Assigned task
In the records below, the relevant part opens with the line containing "Target: worn book spine" and closes with the line containing "Target: steel rail"; print that part exactly and only, without its pictures.

Collected data entries:
========================
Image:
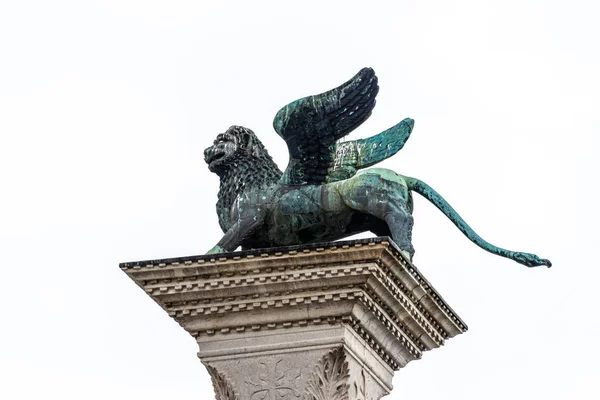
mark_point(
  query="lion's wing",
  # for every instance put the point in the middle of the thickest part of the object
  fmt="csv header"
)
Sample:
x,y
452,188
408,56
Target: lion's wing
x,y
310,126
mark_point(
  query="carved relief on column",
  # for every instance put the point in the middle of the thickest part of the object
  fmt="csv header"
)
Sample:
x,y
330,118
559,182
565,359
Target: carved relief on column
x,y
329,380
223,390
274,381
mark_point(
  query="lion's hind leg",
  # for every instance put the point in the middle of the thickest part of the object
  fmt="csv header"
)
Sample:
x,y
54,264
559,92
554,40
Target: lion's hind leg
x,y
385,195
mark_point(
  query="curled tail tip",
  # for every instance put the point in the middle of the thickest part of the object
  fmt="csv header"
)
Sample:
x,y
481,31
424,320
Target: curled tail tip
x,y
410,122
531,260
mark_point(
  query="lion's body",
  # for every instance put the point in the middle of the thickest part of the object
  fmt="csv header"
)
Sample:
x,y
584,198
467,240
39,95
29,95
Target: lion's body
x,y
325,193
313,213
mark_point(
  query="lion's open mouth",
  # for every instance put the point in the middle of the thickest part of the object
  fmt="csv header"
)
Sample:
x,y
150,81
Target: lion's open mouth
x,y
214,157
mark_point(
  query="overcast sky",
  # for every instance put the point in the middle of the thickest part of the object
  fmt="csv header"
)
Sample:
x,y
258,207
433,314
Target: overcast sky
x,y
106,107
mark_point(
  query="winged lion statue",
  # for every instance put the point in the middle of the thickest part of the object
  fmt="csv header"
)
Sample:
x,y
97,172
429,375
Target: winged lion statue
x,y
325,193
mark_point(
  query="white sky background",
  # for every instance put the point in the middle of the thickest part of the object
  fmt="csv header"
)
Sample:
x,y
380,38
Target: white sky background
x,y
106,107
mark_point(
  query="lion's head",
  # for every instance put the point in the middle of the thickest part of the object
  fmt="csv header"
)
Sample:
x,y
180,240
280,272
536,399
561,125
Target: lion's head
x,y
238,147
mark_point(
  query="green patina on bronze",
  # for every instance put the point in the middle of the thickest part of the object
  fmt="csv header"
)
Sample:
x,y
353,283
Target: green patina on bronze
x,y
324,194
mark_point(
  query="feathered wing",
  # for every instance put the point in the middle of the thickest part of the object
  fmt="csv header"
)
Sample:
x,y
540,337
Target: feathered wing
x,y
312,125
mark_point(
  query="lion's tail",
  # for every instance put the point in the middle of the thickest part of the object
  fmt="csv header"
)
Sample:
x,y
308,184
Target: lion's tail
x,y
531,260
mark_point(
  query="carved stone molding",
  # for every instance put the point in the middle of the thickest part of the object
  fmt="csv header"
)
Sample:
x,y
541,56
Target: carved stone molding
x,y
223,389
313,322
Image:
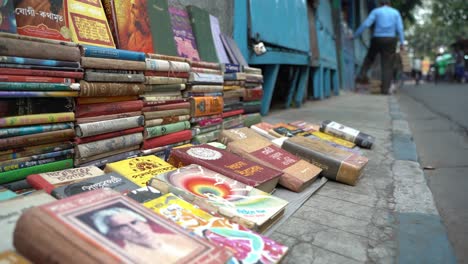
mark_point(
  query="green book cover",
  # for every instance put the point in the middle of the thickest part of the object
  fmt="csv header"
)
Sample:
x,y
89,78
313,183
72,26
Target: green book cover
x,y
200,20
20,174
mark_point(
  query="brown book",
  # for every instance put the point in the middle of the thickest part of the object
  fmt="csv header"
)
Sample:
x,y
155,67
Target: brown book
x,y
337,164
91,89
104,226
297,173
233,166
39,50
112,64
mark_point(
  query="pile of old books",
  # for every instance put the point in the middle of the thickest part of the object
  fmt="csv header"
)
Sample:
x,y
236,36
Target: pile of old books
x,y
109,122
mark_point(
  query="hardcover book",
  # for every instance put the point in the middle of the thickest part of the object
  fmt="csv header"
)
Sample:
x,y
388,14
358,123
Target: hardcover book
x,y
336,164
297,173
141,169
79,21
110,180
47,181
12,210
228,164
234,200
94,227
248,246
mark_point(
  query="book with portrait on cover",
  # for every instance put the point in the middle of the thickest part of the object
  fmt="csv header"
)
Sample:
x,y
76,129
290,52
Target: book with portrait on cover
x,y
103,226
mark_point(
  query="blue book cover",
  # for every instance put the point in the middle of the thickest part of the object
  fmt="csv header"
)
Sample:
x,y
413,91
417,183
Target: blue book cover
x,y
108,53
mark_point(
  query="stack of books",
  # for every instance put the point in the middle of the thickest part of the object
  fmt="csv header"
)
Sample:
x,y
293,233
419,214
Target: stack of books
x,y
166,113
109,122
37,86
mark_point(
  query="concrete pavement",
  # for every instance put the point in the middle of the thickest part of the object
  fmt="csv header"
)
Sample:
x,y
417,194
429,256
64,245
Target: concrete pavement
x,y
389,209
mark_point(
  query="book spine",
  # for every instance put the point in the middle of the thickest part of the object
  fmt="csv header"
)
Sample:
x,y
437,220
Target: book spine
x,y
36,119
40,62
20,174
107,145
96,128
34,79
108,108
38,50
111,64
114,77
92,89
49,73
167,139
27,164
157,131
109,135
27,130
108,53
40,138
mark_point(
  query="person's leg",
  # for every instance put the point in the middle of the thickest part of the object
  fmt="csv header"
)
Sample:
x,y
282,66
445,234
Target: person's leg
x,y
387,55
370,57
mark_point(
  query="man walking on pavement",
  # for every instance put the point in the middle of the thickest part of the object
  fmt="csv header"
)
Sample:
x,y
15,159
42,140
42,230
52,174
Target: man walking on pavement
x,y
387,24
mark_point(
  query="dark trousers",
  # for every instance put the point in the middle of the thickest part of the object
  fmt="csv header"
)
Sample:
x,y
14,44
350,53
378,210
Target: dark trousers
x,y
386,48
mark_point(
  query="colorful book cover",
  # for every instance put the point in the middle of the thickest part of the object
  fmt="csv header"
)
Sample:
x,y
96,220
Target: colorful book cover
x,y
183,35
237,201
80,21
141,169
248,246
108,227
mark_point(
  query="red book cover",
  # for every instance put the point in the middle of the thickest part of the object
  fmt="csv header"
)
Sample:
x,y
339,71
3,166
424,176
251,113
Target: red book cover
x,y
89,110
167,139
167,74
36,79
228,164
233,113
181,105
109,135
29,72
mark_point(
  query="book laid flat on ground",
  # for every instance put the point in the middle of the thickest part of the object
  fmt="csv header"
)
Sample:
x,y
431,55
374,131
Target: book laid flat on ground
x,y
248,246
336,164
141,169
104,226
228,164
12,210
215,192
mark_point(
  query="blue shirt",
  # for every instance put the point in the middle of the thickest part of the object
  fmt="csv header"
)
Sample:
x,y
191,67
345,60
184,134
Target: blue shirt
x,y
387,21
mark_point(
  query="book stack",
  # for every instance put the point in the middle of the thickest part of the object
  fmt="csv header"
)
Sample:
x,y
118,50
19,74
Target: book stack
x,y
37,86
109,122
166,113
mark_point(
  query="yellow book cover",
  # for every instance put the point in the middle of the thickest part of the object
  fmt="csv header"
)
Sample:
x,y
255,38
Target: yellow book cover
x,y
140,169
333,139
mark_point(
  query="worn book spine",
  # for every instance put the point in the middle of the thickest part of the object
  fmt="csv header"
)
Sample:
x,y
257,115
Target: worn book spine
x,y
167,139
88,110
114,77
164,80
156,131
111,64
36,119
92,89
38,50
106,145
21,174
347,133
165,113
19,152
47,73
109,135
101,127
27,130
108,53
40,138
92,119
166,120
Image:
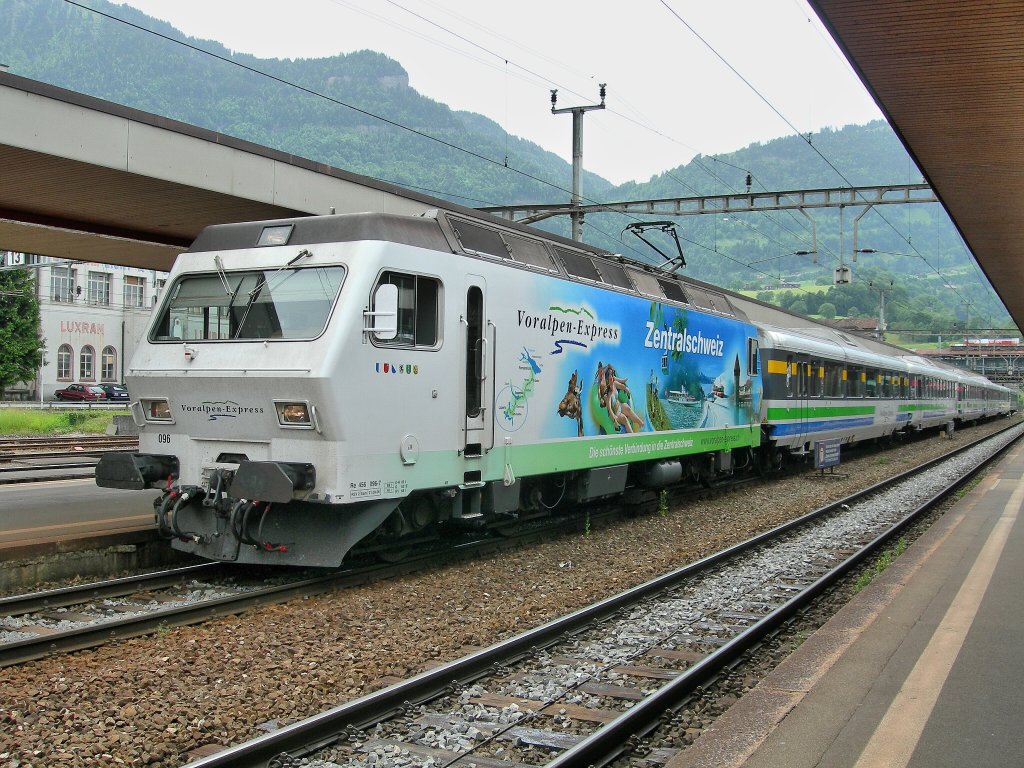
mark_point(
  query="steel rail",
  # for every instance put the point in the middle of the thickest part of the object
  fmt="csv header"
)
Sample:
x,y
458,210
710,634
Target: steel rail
========================
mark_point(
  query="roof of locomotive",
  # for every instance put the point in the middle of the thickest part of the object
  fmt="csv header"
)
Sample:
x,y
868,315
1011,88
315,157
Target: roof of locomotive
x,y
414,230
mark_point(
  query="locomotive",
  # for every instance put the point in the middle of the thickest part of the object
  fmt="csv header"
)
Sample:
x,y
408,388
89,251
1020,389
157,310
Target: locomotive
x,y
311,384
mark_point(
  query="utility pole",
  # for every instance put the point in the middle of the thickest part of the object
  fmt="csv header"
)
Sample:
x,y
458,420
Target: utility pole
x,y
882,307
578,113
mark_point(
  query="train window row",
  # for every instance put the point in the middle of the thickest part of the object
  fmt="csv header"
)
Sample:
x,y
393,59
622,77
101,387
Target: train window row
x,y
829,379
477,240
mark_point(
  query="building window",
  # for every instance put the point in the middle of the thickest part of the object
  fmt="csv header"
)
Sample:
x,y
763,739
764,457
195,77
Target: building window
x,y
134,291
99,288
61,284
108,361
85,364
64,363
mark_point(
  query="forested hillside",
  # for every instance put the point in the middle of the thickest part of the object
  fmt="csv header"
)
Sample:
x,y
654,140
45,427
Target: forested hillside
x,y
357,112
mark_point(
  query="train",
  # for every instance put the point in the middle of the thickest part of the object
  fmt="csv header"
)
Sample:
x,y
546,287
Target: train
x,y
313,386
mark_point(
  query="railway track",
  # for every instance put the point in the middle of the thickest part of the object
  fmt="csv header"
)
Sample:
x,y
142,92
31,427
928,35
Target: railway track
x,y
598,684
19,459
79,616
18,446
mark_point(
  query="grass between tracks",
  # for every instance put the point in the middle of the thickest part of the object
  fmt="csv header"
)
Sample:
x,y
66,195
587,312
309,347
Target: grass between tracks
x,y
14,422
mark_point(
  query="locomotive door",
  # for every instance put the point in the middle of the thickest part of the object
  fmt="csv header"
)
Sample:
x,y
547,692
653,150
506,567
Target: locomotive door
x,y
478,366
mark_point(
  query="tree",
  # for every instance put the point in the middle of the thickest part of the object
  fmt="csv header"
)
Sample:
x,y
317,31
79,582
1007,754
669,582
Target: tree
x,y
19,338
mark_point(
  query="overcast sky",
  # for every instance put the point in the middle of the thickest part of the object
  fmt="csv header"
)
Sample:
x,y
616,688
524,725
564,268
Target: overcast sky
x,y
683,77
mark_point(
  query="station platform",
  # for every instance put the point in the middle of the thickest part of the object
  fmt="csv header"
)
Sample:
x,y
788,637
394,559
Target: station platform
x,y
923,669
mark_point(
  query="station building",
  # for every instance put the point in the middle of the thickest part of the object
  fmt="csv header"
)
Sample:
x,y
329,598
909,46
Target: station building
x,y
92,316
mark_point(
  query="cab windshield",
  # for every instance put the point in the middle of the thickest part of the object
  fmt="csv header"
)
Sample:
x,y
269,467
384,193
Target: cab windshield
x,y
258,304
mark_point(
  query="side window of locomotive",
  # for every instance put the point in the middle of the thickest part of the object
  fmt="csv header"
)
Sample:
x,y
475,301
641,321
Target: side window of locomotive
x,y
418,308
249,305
========================
Result of this exercise
Target: worn book spine
x,y
167,139
88,110
114,77
164,80
156,131
111,64
36,119
92,89
38,50
106,145
21,174
347,133
165,113
19,152
47,73
109,135
101,127
27,130
108,53
40,138
92,119
166,120
Image:
mark_point(
  query="steel rail",
  # for every instance put the point in the middle of the thickest part of the object
  fmt="csv header"
)
Sample:
x,y
458,210
710,634
Target: steel rail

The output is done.